Source records
= = = = =

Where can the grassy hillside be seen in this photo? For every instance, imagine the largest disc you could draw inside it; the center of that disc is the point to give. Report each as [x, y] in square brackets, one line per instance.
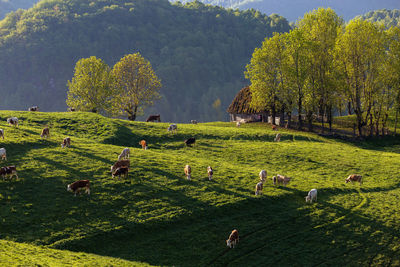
[198, 51]
[158, 217]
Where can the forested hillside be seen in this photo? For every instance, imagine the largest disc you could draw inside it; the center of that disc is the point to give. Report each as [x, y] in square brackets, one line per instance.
[199, 51]
[292, 10]
[388, 17]
[7, 6]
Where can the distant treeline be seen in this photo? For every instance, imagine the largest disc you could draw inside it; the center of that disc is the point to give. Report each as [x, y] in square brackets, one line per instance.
[324, 66]
[6, 6]
[199, 51]
[389, 18]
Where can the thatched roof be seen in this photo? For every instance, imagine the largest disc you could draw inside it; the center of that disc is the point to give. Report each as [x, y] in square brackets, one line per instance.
[241, 103]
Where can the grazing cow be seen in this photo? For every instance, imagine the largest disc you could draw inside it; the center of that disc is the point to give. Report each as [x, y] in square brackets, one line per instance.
[121, 171]
[66, 142]
[188, 171]
[9, 171]
[311, 195]
[277, 137]
[210, 172]
[34, 108]
[172, 128]
[354, 178]
[79, 185]
[154, 118]
[45, 132]
[121, 163]
[259, 187]
[233, 239]
[124, 154]
[190, 141]
[280, 179]
[13, 121]
[3, 153]
[262, 175]
[143, 143]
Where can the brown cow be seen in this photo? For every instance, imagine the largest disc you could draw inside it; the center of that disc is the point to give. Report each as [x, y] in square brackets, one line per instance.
[13, 121]
[188, 171]
[45, 132]
[121, 171]
[66, 142]
[120, 163]
[190, 141]
[77, 186]
[154, 118]
[259, 187]
[143, 143]
[354, 178]
[9, 171]
[233, 239]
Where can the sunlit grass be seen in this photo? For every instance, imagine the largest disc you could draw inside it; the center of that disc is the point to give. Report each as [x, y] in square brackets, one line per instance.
[158, 217]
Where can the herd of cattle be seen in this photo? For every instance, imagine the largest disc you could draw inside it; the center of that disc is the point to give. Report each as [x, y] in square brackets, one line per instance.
[121, 167]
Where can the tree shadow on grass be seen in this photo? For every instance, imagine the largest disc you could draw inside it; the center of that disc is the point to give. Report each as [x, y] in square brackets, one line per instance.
[272, 231]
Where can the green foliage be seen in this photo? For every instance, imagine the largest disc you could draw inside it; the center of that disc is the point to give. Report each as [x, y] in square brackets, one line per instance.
[156, 216]
[389, 18]
[198, 51]
[91, 88]
[137, 85]
[322, 65]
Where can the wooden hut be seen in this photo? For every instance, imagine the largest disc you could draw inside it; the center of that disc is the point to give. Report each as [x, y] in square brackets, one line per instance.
[240, 110]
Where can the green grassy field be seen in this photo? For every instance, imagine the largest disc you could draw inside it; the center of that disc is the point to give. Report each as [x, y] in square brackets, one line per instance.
[157, 217]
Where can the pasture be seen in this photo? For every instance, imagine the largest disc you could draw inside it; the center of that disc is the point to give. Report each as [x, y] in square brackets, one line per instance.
[157, 217]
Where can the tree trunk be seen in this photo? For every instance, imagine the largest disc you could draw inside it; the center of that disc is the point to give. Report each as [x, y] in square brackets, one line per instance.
[330, 117]
[282, 118]
[132, 114]
[395, 122]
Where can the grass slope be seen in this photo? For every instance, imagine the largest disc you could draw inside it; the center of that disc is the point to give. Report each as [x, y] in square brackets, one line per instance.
[157, 217]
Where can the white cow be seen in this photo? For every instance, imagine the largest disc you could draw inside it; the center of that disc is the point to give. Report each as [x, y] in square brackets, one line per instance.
[311, 195]
[3, 153]
[259, 187]
[277, 137]
[12, 121]
[124, 154]
[263, 175]
[172, 128]
[210, 172]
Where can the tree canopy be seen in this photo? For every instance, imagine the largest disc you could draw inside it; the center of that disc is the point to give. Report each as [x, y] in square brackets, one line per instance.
[91, 87]
[137, 85]
[323, 65]
[198, 51]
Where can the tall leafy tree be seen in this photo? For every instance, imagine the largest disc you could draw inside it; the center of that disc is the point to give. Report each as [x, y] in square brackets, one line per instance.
[137, 85]
[392, 68]
[91, 86]
[267, 76]
[360, 52]
[297, 67]
[321, 28]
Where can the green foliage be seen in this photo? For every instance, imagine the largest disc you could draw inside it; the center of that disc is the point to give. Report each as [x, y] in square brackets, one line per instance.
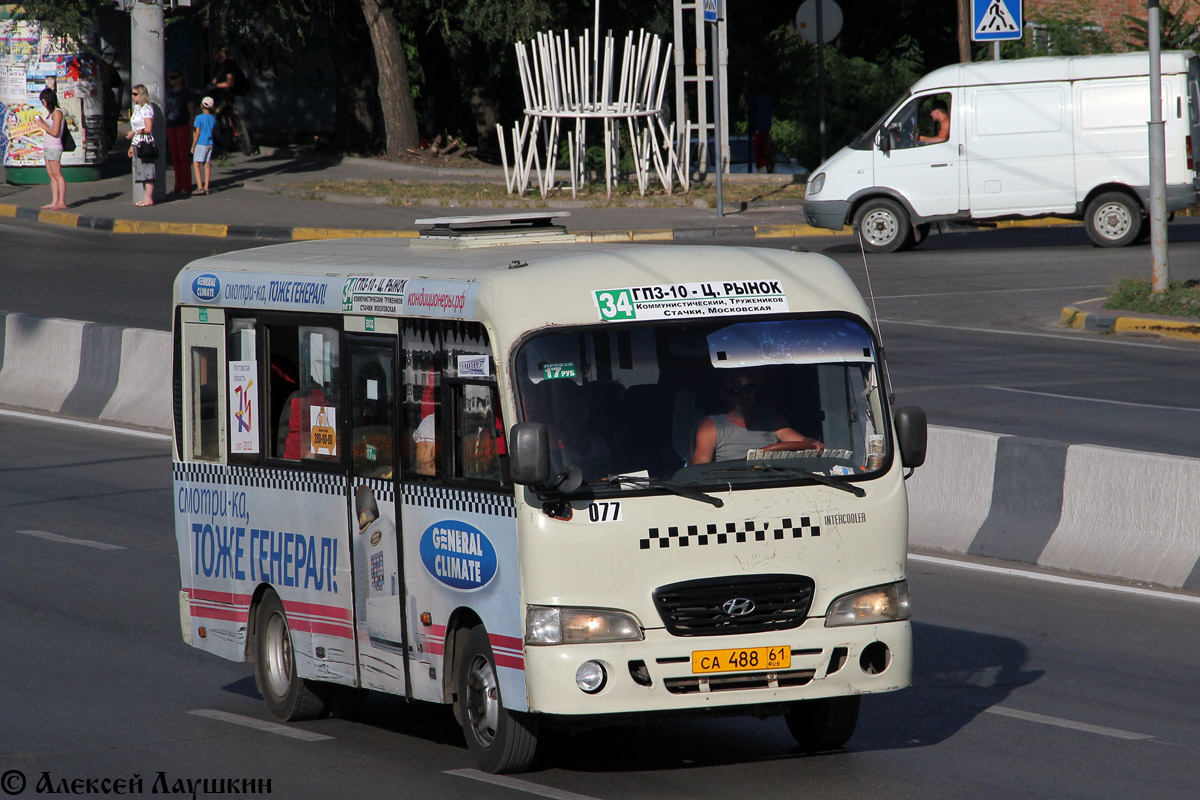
[1181, 298]
[1176, 31]
[1056, 32]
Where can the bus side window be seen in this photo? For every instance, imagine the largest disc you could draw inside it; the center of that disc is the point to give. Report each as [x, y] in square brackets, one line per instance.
[205, 410]
[479, 433]
[305, 419]
[421, 342]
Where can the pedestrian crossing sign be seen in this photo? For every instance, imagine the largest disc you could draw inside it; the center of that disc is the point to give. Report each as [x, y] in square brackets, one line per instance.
[996, 20]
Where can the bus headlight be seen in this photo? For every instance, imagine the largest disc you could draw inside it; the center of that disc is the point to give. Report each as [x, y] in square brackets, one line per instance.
[886, 603]
[557, 625]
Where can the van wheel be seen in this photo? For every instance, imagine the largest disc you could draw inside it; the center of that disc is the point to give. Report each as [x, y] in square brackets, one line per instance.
[882, 226]
[287, 696]
[1114, 220]
[498, 739]
[826, 723]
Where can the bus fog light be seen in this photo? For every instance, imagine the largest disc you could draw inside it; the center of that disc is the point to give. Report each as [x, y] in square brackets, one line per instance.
[591, 677]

= = = = =

* **Short task**: Do not include the images; transcribe the rest of the listing exactly.

* **Reply to the exercise**:
Where can the grassy hillside be seen in this photo? For every instance, imagine the largest disc you could draw inside it; the center of that disc is the point to give. Report each as [x, y] in square brackets, one line per instance.
[198, 51]
[158, 217]
Where can the forested hillside be seen in this photo? For every instance, imagine the largest disc you could draw inside it; the center of that disc is the point to give. Report each as [x, y] in square brackets, one line per instance.
[199, 51]
[292, 10]
[388, 17]
[7, 6]
Where can the distant treeline be seen in this photo? For every instance, imagine the largest disc you could draw inside it; the center of that disc is the point to give. Report each as [x, y] in square brackets, one line per instance.
[324, 66]
[6, 6]
[199, 51]
[389, 18]
Where can the thatched roof be seen in this photo? For every instance, imagine the largest disc you could draw inside it; the center of that disc is the point to give. Report each as [x, y] in square brackets, one line per instance.
[241, 103]
Where can the grazing cow be seen in this photo? For every instance, imagine the largest disc you could draw inside it; the center of that disc is the point to give. Report each as [x, y] in square brackets, one line per instance.
[121, 171]
[66, 142]
[188, 171]
[9, 171]
[311, 195]
[277, 137]
[210, 172]
[34, 108]
[172, 128]
[354, 178]
[79, 185]
[154, 118]
[45, 132]
[121, 163]
[259, 187]
[233, 239]
[124, 154]
[190, 141]
[280, 179]
[13, 121]
[3, 153]
[262, 175]
[143, 143]
Where can the brown cow be seen in this photo? For every instance, imagine the largest disc you could draw inside it; the center of that disc is the point to give. Report each as [x, y] in square brackets, one line per instance.
[13, 121]
[188, 171]
[45, 132]
[121, 171]
[66, 142]
[120, 163]
[190, 141]
[77, 186]
[154, 118]
[259, 187]
[143, 143]
[354, 178]
[9, 171]
[233, 239]
Where can the sunlit grass be seen in this photo? For every instance, imagine the largest disc you could draw inside it; the center of that disc is the point to give. Report each as [x, y] in square brackets, one line per instance.
[158, 217]
Where can the herd of cattle be seen in this photo? For every instance, imagine the largest disc you could draw inside it; the center of that disc is the point to give. Report each as [x, y] in square brackets, one line per instance.
[121, 167]
Where can the tree shadow on grass be seen in this photo? For every instance, imagine the largest disc you could draw inside it; the center of that disc is the point to give. Report each as [x, y] in square brackets, one line per instance.
[272, 231]
Where can the green foliage be seen in this photo? For every instance, imagine the largest disc you could draw inside it; the center of that disc is the point to give. Report each as [x, y] in square brackets, one line per instance.
[156, 216]
[389, 18]
[198, 51]
[91, 88]
[137, 85]
[322, 65]
Where can the wooden hut be seen in this photo? For every instance, imagine the largest disc you could draw inside it; the center of that disc is the point to give. Report each as [x, y] in square brackets, one line per instance.
[240, 110]
Where can the green grassy field be seen in this photo? For every instance, imagine the largest disc you could draw inside it; the center of that disc is the point to give. Report each as [x, y] in square brackets, one line per instance.
[157, 217]
Where can the pasture be seen in this photo? For every instance, imagine the largest disc you could draw inside it; the center of that disc is the point to give. Report each as [x, y] in square brackets, one line per instance.
[157, 217]
Where can the tree trunk be seen in this photo? For every instance, imagine the largest disc you could draw inside it; the center of that disc is the point to give. Report each as [x, y] in square brackets, one line per instance.
[330, 117]
[282, 118]
[132, 114]
[395, 122]
Where can the grass slope be seen in this photo? For every instance, imagine the largest disc you could draw inside it; the center of that disc is the point to give. Report each as [x, y] in square brackets, one line per instance.
[157, 217]
Where can the white cow be seen in this photo? For every instance, imagine the largest disc you could draw inside it; the center of that disc is the point to give. Report each as [x, y] in square brackets, one line per instance.
[311, 195]
[3, 153]
[259, 187]
[277, 137]
[12, 121]
[124, 154]
[263, 175]
[172, 128]
[210, 172]
Where can the tree canopy be seen in this photo? For every instance, imagine the largest disc you could draw inside it; the center of that disc is the point to give. Report each as [x, y] in square brackets, one line per instance.
[91, 87]
[137, 85]
[323, 65]
[198, 51]
Where can the tall leafy tree be seen in this photo? For every instance, imagine the largest disc you could draw inside it; the center of that disc is the point to give. Report each as [x, y] in square brackets, one line per instance.
[137, 85]
[392, 68]
[91, 86]
[267, 76]
[360, 52]
[297, 67]
[321, 28]
Where can the green foliage be seen in this photo? For every instance, imagine the largest disc you could draw inside it; the center of that disc is the point to give. Report each as [x, y] in square brackets, one line per instance.
[1181, 298]
[1176, 31]
[1056, 32]
Where can the bus side window be seen in this photo? For every instance, imagine the largest disc you could draw inside it; the center of that disc is the point to give. Report each as [x, y] in square brackets, one line per instance.
[205, 410]
[479, 433]
[305, 419]
[421, 342]
Where can the pedestrian crossing sign be seen in this photo? For every instance, imagine the largest disc you could draw inside it; the center of that disc is the point to give. Report each as [x, y] in square brackets, one line per instance.
[996, 20]
Where can the bus headlight be seen in this photo? For every instance, imagine the largest disc you could draw inside it; the center of that disc is the point to give. Report each as [x, y] in square brackets, one line per instance.
[886, 603]
[557, 625]
Where can the van wheel be seen in this photo? For every instance, imagine the largest disc you could draw inside it; the center of that disc is the point to give. Report each as [x, y] in square brackets, one line per instance.
[882, 226]
[287, 696]
[1114, 220]
[498, 739]
[826, 723]
Where can the bus fog light be seen in this photo? For every instance, imagine the largest disc you could draw inside it; the center of that disc is the point to give. Report each as [x, y] in square brackets, one line per instance.
[591, 677]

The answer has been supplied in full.